**Objective:**
Copy out all the records, word for word.

## start Exercise materials

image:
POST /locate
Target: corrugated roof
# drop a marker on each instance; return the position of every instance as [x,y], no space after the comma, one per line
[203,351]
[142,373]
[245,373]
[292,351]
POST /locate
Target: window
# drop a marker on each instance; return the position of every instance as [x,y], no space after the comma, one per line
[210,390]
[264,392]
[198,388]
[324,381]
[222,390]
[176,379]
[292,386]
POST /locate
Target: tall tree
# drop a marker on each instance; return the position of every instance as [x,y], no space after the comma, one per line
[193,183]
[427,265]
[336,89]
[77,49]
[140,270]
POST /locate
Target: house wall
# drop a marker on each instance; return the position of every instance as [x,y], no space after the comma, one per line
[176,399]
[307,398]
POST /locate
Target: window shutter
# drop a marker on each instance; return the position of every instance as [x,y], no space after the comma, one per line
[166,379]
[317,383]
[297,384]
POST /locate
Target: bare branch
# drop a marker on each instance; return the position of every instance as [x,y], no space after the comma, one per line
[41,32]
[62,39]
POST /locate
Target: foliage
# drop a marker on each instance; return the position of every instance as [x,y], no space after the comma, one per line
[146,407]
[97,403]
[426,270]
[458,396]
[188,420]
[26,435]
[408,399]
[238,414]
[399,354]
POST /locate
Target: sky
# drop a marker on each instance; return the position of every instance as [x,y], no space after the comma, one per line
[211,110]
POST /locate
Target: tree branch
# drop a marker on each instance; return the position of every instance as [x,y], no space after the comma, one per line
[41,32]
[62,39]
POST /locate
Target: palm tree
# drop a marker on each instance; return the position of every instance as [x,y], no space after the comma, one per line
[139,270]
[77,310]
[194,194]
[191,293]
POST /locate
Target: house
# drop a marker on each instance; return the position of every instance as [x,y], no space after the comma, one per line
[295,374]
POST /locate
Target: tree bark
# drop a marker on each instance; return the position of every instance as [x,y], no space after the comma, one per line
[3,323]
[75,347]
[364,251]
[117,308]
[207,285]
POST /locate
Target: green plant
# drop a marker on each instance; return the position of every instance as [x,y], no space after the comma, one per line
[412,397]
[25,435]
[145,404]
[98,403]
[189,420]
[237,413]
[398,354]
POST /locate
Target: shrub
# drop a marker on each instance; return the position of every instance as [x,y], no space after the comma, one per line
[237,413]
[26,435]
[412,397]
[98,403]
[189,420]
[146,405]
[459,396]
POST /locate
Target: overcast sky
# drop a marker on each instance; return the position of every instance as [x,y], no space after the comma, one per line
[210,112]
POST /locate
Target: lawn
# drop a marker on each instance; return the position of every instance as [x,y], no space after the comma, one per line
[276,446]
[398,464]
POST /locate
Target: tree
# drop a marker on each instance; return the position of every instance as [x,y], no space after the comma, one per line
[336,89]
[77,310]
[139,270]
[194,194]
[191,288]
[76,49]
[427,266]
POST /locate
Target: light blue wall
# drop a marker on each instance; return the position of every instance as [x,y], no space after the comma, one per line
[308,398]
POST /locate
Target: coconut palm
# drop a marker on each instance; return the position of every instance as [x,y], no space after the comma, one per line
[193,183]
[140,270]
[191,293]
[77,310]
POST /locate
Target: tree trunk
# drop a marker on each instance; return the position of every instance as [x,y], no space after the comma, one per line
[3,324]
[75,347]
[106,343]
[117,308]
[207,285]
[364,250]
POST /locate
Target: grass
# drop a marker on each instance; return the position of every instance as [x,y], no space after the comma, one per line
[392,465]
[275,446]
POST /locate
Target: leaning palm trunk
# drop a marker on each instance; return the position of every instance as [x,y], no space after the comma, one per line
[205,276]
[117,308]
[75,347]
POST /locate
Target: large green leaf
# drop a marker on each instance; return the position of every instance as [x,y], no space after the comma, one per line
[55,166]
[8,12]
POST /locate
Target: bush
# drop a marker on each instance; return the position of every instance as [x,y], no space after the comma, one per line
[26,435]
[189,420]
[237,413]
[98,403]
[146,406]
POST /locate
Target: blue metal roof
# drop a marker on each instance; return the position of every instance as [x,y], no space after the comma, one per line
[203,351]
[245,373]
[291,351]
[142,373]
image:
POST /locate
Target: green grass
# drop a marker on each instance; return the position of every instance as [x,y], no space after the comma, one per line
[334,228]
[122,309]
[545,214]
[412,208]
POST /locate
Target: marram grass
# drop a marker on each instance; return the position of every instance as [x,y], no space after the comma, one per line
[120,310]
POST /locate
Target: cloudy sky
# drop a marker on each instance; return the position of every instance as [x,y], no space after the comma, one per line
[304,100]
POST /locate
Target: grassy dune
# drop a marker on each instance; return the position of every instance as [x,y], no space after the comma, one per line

## end Exercise materials

**Result below:**
image:
POST /locate
Target: corrugated roof
# drop a marker on each instance; return the position of every instance as [x,y], no space after the comma, one per line
[203,351]
[142,373]
[245,373]
[292,351]
POST /locate
Target: window
# drop a marker on each instance; return the position of every instance as [x,y], no space after the comma, one per line
[210,390]
[264,392]
[198,388]
[324,381]
[222,390]
[176,379]
[292,386]
POST /locate
Target: tall tree
# drop a marker on each instance; return the position of every instance as [x,y], no space after the comma, one per line
[193,183]
[427,265]
[336,89]
[77,49]
[140,270]
POST /locate
Target: house wall
# drop a marker on each instance; return the position of every instance as [x,y], no space after the comma, one per line
[176,399]
[307,398]
POST /locate
Target: window shutter
# drop a marker on each instance; return the position of every instance as [x,y], no space after the comma, one per line
[166,379]
[317,383]
[297,384]
POST /locate
Target: bare branch
# drop a marker on each instance; return the position of every instance as [x,y], no space after the comma, one per line
[41,32]
[62,39]
POST /locate
Target: foliage
# drop a marker on each instance; return the position of every instance as [x,y], no space after the comma, one per line
[146,407]
[97,403]
[426,270]
[458,396]
[188,420]
[26,435]
[408,399]
[238,414]
[399,354]
POST /locate
Target: sky
# drop a marker on each instance; return the position of every instance as [x,y], no space after the comma, one per line
[211,110]
POST /locate
Target: tree branch
# drop a marker on each instance; return the position of every instance as [x,y], no space after the comma, one per line
[41,32]
[62,39]
POST /locate
Target: palm tree
# drop a marker on each instance; return the position of every instance as [x,y], no space after the comma, one per line
[139,270]
[77,310]
[194,194]
[191,293]
POST /locate
Target: house
# drop a marker on each instance; return the position of every instance as [x,y], no space after the comma, one per line
[295,374]
POST /locate
Target: tree bark
# drop a marker on each instance; return the position of every instance as [x,y], no space after the comma, one per line
[3,323]
[75,347]
[364,251]
[117,308]
[207,285]
POST /locate
Target: green plant
# drop a marker on each instance; return the position of every instance as [x,y], no space after the comma, one per line
[412,397]
[25,435]
[145,404]
[98,403]
[189,420]
[237,413]
[398,354]
POST /locate
Target: shrub
# drop a marker on each instance; return the position of every instance as [x,y], no space after the comma, one per line
[237,413]
[26,435]
[412,397]
[98,403]
[189,420]
[146,405]
[459,396]
POST /locate
Target: overcast sky
# drop a marker on each instance; return the position of every instance as [x,y], no space after the comma, one per line
[210,112]
POST /locate
Target: lawn
# drop a marker on each instance; return the position of every instance as [x,y], no space after the comma, one per line
[276,446]
[398,464]
POST /locate
Target: tree
# drop a marker on each instance; return the position of every instance as [x,y], no space after the comma, one per line
[336,89]
[77,310]
[139,270]
[194,194]
[191,288]
[76,49]
[427,266]
POST /locate
Target: light blue wall
# drop a marker on each instance; return the position of every instance as [x,y], no space after the comma, one per line
[308,398]
POST /locate
Target: coconut palm
# drop a marker on each instance; return the position of every instance as [x,y], no space after the comma, one per line
[193,183]
[140,270]
[191,293]
[77,310]
POST /locate
Target: tree trunk
# drop a marker on each instance; return the position of every instance as [x,y], no space after the comma, one per line
[3,324]
[75,347]
[106,343]
[117,308]
[207,285]
[364,250]
POST /locate
Target: grass
# drop a marker on each instance; return the position of every instance as [x,y], no space after the comma, one per line
[392,465]
[275,446]
POST /locate
Target: leaning palm trunk
# drop a marker on each instance; return the position of every instance as [x,y], no space after the comma, one per line
[205,276]
[117,308]
[75,347]
POST /locate
Target: large green leaf
# drop a marker on each instance; return the position of every instance as [x,y], no space after the comma, one per line
[55,166]
[8,12]
POST /locate
Target: bush
# drop a marker on each instance; return the position of every instance as [x,y], no space after the comma, one per line
[26,435]
[189,420]
[237,413]
[98,403]
[146,406]
POST /locate
Target: blue metal roof
# drop a marker on each instance; return the position of every instance as [x,y], no space after the comma, one per line
[203,351]
[245,373]
[291,351]
[142,373]
image:
POST /locate
Target: green grass
# drop a marker on each instance; return the position of every instance as [x,y], no space after the comma, one per line
[334,228]
[122,309]
[545,214]
[412,208]
POST /locate
Target: marram grass
# drop a marker on each instance; return the position of every instance as [x,y], no space after the comma, one per line
[120,310]
POST /locate
Target: cloudy sky
# drop a marker on each instance; return the position of every instance as [x,y], no space after the comma, one per line
[304,100]
POST /locate
Target: grassy dune
# drop a marker on each instance; return the position of every instance as [x,y], no space after the comma, one per line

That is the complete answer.